# Aufgabenstellung
Schreibe sämtliche folgenden Zeilen wortgetreu ab. Die Bilder sollen in der Antwort nicht erscheinen.

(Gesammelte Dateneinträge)

= = = = = = =

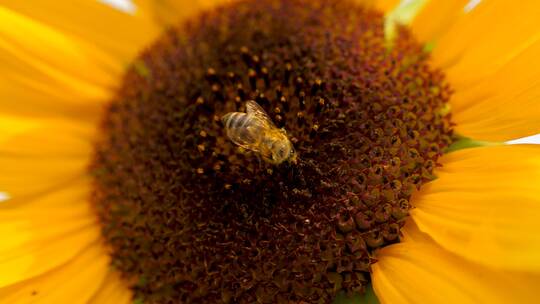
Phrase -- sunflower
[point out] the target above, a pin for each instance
(118, 184)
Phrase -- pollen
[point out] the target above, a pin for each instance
(192, 218)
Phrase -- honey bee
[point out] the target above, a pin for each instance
(255, 131)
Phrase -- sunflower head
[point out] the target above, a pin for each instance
(192, 218)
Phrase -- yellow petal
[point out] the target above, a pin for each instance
(419, 271)
(46, 72)
(45, 232)
(485, 206)
(490, 58)
(74, 282)
(119, 34)
(11, 126)
(113, 290)
(506, 105)
(44, 158)
(435, 18)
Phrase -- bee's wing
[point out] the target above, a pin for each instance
(244, 129)
(253, 108)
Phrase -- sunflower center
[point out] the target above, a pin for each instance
(191, 217)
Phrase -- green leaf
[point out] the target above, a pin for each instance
(467, 143)
(368, 298)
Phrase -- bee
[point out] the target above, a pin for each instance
(255, 131)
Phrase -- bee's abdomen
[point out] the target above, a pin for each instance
(236, 120)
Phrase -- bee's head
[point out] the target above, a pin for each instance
(284, 151)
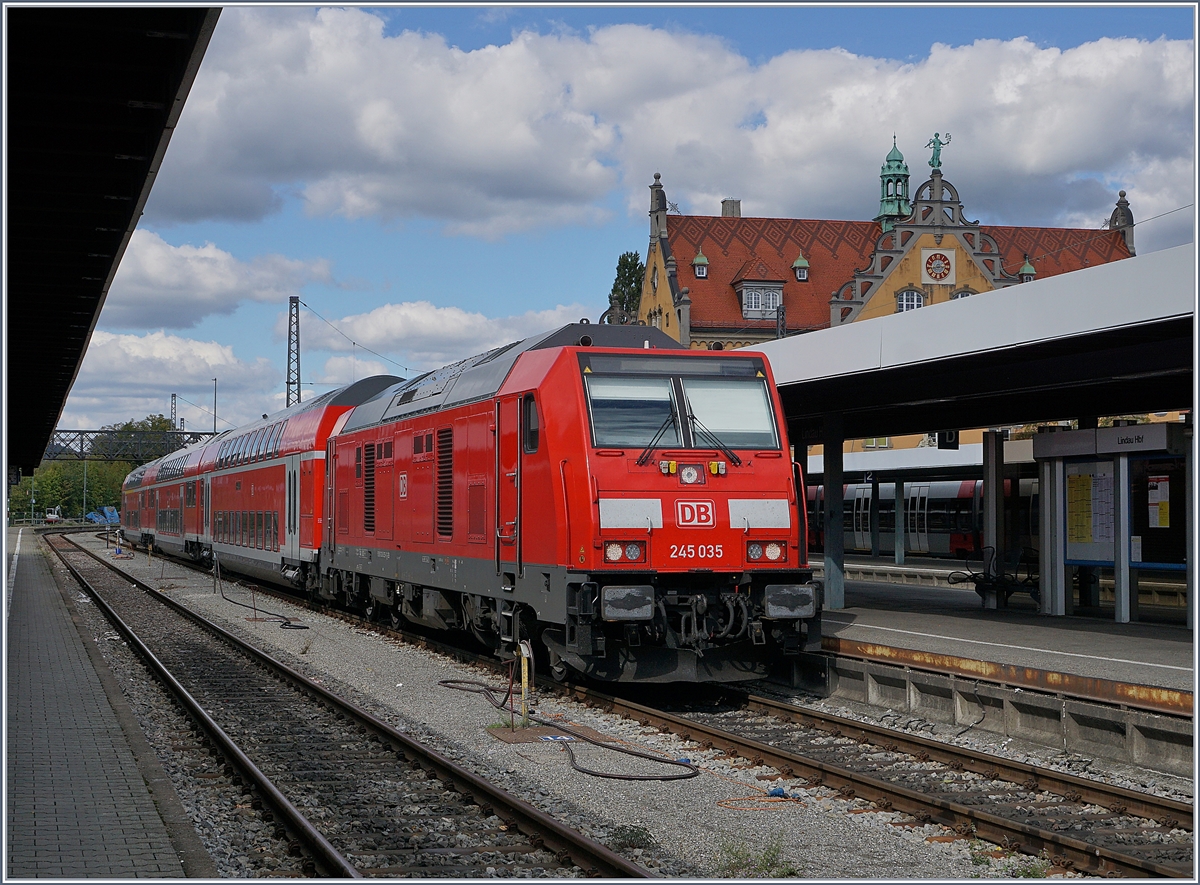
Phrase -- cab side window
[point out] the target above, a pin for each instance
(529, 422)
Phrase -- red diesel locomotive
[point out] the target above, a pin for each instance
(627, 504)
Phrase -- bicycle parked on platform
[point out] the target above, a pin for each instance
(1002, 578)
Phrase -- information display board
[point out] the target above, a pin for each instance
(1091, 522)
(1158, 512)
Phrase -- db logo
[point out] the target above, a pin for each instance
(695, 513)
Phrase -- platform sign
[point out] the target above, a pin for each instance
(1091, 522)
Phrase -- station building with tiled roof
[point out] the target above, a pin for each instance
(718, 282)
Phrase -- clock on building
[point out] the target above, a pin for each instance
(937, 268)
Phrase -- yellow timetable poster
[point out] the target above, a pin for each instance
(1091, 518)
(1159, 499)
(1079, 509)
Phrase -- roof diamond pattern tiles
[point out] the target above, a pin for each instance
(834, 251)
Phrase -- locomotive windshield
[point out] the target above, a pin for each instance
(636, 402)
(629, 411)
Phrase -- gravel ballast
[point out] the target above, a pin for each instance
(720, 823)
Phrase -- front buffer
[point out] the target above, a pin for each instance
(706, 627)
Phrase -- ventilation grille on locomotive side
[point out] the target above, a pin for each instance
(445, 482)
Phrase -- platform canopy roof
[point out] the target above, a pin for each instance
(93, 96)
(1110, 339)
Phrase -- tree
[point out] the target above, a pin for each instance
(627, 288)
(60, 483)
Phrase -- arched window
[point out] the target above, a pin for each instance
(910, 300)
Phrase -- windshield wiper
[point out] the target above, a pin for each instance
(725, 449)
(646, 452)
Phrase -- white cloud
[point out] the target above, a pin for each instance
(539, 131)
(160, 286)
(421, 336)
(347, 369)
(127, 377)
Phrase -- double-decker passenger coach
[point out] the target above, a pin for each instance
(628, 505)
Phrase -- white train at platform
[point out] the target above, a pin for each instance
(942, 518)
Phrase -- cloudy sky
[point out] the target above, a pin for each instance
(435, 181)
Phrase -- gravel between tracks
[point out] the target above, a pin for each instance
(720, 823)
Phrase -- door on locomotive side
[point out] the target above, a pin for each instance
(292, 507)
(508, 485)
(862, 516)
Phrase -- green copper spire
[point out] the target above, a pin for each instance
(893, 190)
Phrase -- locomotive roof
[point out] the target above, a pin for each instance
(481, 375)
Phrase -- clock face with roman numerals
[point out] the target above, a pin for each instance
(937, 265)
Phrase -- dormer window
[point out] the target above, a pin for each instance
(801, 269)
(760, 301)
(910, 300)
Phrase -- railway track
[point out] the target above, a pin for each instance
(1078, 824)
(347, 790)
(1075, 823)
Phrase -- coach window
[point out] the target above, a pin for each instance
(529, 420)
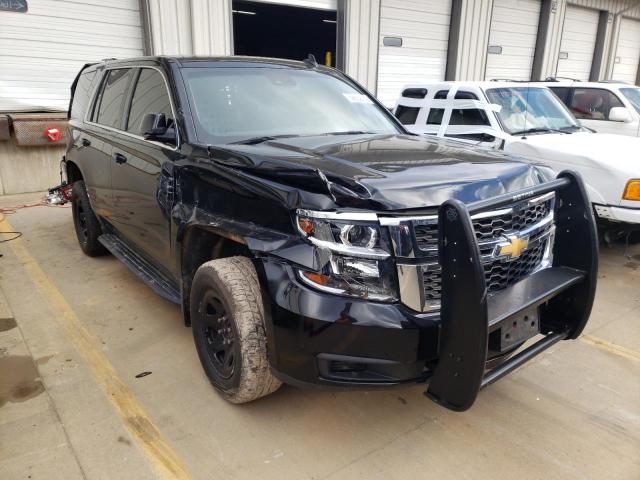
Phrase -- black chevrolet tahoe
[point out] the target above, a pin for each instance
(310, 239)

= = = = = = =

# Endergebnis
Phrase -- sunflower
[point out] the target above, a pin for each instance
(118, 184)
Phrase -- pollen
[point out] the target above, a pin for each instance
(192, 218)
Phrase -- honey bee
[point out] the target above, a pin for each instance
(255, 131)
Phrase -- sunflower head
[point out] the target above, a pin for each instance
(192, 218)
Phrase -- yellow petal
[point out] the target above, a pin for each instance
(419, 271)
(46, 72)
(45, 232)
(485, 206)
(490, 58)
(74, 282)
(119, 34)
(11, 126)
(113, 290)
(506, 105)
(44, 158)
(435, 18)
Phrase -- bee's wing
[point out] the target above, a pin for each instance
(244, 129)
(253, 108)
Phrase -- sunflower center
[point out] the target above, a pin for each instance
(191, 217)
Phrase -- green leaf
[point out] the target above, a pin for each instance
(467, 143)
(368, 298)
Phrase -- bee
[point out] the target above, a pin for each instance
(255, 131)
Phrase -- bee's abdomen
[point out] the target above, a pin for each instance
(236, 120)
Phrase -- bee's head
[point out] the target above, a pin for each instance
(284, 151)
Phrase -- cab side window
[point out] the target above, a pin for each instance
(529, 422)
Phrase -- red diesel locomotive
[point out] the target above, a pin for each instance
(627, 504)
Phrase -- bicycle parked on platform
[point out] the target above, a pin for each instance
(1002, 578)
Phrase -- information display board
[point out] the target above, a pin for each instance
(1091, 522)
(1158, 512)
Phrase -- db logo
[point out] the target above, a pin for each instance
(695, 513)
Phrase -- platform sign
[point out] the target above, a pin for each instance
(1091, 522)
Phrase -- station building with tiled roof
[point out] the target above, a pin for each instance
(718, 282)
Phrase -- clock on building
[point out] the target above, a pin for each instance
(937, 268)
Phrase -- yellow timetable poster
[point out] the target above, a pin for each instance
(1091, 518)
(1159, 499)
(1079, 509)
Phrase -- roof diamond pattern tiles
[point out] the target above, a pin for each instance
(834, 251)
Phrase -- locomotive windshield
[point out] the target above, a pin for each instance
(636, 402)
(629, 411)
Phrase -- gravel ballast
[point out] the target above, a pin for each instance
(720, 823)
Phrase -- front buffer
[point out] the target above, a pin for each instance
(706, 627)
Phrase -- ventilation grille on locomotive side
[point out] the target above, a pin for each instance
(445, 482)
Phrase -- platform canopy roof
[point out] the target above, a pin for each instance
(93, 96)
(1110, 339)
Phrase -- tree
[point out] the target above, a pin for each instance
(627, 288)
(60, 483)
Phrase -- arched window
[point out] the target above, a pin for each instance
(910, 300)
Phrase -- windshield wiper
[point out] the target above, a pin for each instance
(725, 449)
(646, 452)
Phrase -- white cloud
[point out] the target above, a pin for each instance
(539, 131)
(160, 286)
(421, 336)
(347, 369)
(127, 377)
Phrase -- double-decker passenger coach
[point out] the target above, a pin for each instance
(628, 505)
Phrase -- white train at platform
[point out] the target above, a pin for each instance
(942, 518)
Phrase -- cloudy sky
[point out] the target above, a pin for each instance
(435, 181)
Phrase -- gravel between tracks
[point out] the target above, a pin for each instance
(720, 823)
Phrase -- door on locomotive side
[point out] the target above, a pin for each instance
(292, 507)
(508, 485)
(862, 516)
Phrase -- green copper spire
[point out] the target above, a pin for each instance
(893, 190)
Phrase -- locomotive roof
[point out] the target above, a pin for each instance
(481, 375)
Phrase -- clock face with roman numerals
[point out] the target above, a pin for each instance
(937, 265)
Phrase -- dormer window
[point out] the target above, a pin for each instance
(801, 269)
(760, 301)
(910, 300)
Phrase -- railway track
[point out] the target above, a pin for each instance
(1078, 824)
(347, 790)
(1075, 823)
Phrase -- coach window
[point out] the target above, a pin for each instance
(529, 420)
Phrase -- black chevrolet tahoe
[point out] the target above, a pin for each instance
(310, 239)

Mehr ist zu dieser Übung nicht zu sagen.